Task brief → Revise the text on Danko between "Some aspects of" and "top sections, respectively.", inclusive, so that "harsh disciplinarian" becomes "stern lawgiver".

The name Danko, according to the critic V.A. Khanov, comes from the Russian "dan" (in the general sense, 'the given thing'). The Slav god of light is Dažbog, which is "the giving god". But George Bogach in his book "Gorky and the Moldavian Folklore" states that the 'Danko' is of the Romani origins, meaning "the youngest son" or "little gypsy boy".

Some aspects of the legend of Danko echo the story of the Exodus, but while Moses, a harsh disciplinarian, is inspired by God, Danko is motivated by his "great love for the people" and is closer to the figure of Christ, Khanov argues, noting also that the story's structure may have to do with the notion of the World tree, Larra, Izergil and Danko representing its bottom, middle and top sections, respectively.

The Gorky biographer Pavel Basinsky stresses the importance of considering the early Gorky as a Nietzsche follower, something that the Soviet critics have made a point to overlook. Gorky himself in a 1912 article published by the Dagens Nyheter newspaper, cited August Strindberg as an influence and compared him with "the poet Danko". Another hero for Gorky was the Bulgarian poet Pencho Slaveykov. One of the latter's poems, "The Heart of Hearts", on the death of the English poet Percy Bysshe Shelley, might have influenced the young Gorky too. Irina Yeryomina also sees the two images, of Danko who wished his heart to "burn brighter than the Sun" and Shelley, consumed by the storm, as directly linked.

The story of the youth with a flaming heart might have had to do with the image of Prometheus, according to Svetlana Guiss. Khanov agrees, stating that the associations with Jesus and Prometheus could be seen as one for Gorky considered the myth of Prometheus, "as being, in a distorted form, hidden in the story of Christ". Irina Yeryomina, notes that Gorky, as "fire worshipper" himself, knew well Empedocles's On Nature from which he drew some influence too.

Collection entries
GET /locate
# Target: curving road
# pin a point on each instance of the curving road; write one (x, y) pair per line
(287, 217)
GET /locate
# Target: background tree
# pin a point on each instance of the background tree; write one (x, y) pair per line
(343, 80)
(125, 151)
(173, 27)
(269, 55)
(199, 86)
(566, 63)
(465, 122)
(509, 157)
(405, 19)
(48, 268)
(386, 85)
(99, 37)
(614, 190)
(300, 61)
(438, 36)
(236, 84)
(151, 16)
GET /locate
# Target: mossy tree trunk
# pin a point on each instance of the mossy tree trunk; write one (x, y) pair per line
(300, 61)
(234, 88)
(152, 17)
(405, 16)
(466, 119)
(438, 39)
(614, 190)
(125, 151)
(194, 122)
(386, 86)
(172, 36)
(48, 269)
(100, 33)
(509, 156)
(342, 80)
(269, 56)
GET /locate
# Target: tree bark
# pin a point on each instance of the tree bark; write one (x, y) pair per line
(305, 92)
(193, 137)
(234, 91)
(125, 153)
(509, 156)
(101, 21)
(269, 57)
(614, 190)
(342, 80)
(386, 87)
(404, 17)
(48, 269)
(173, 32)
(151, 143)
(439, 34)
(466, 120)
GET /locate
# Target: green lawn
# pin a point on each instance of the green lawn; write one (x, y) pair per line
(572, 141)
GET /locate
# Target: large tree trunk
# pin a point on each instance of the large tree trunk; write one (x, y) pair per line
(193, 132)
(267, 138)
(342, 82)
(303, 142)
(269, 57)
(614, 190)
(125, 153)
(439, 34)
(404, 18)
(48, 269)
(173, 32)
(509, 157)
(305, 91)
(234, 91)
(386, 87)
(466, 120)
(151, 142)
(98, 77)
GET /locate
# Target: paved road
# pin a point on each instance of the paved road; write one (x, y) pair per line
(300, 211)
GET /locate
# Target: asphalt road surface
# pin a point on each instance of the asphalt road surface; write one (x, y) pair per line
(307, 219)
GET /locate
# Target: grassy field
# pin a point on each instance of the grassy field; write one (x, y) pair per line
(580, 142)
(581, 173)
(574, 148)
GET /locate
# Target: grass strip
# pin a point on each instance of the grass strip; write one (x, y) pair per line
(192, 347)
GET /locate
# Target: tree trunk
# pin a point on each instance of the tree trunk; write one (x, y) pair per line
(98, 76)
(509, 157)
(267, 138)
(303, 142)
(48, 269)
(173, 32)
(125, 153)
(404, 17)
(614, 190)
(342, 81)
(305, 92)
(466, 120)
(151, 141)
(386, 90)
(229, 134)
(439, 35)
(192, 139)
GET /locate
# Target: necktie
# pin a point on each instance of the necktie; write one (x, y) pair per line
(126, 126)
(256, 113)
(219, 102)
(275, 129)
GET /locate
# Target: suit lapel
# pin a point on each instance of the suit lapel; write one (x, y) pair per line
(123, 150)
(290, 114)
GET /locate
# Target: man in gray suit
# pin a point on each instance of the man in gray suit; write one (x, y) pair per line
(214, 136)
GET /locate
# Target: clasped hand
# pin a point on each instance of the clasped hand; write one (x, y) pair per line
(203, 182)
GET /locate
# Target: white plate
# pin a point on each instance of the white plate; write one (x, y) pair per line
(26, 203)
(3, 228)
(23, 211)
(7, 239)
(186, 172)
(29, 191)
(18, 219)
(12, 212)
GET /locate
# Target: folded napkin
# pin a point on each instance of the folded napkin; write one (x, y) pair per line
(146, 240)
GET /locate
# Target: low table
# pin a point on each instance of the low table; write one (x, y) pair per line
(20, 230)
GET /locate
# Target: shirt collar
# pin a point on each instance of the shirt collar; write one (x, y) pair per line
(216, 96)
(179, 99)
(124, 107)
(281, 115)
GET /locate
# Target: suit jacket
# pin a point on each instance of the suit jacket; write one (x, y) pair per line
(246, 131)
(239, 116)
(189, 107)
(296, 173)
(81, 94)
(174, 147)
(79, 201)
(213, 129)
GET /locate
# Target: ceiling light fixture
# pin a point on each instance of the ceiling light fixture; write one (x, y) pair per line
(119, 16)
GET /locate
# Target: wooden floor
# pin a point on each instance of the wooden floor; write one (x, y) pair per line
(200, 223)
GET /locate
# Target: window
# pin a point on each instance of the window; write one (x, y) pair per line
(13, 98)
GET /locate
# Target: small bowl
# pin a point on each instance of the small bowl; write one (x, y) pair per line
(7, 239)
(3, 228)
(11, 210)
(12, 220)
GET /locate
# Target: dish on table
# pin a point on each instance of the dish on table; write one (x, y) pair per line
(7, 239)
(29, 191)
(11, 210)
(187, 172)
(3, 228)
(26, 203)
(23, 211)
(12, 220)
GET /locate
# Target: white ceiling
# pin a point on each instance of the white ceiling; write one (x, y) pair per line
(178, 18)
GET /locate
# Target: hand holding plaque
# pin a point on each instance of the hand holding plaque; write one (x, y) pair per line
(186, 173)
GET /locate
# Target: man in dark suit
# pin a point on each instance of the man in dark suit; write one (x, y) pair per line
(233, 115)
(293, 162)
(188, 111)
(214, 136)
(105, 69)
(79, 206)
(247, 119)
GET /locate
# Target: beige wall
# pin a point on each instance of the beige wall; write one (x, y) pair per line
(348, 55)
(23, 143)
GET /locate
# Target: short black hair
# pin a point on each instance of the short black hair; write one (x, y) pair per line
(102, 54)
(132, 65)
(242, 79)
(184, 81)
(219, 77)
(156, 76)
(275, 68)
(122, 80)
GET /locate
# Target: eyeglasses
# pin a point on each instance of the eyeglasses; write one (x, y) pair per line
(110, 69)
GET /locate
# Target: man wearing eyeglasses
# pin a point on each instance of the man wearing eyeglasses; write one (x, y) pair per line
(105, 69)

Exercise solution →
Some aspects of the legend of Danko echo the story of the Exodus, but while Moses, a stern lawgiver, is inspired by God, Danko is motivated by his "great love for the people" and is closer to the figure of Christ, Khanov argues, noting also that the story's structure may have to do with the notion of the World tree, Larra, Izergil and Danko representing its bottom, middle and top sections, respectively.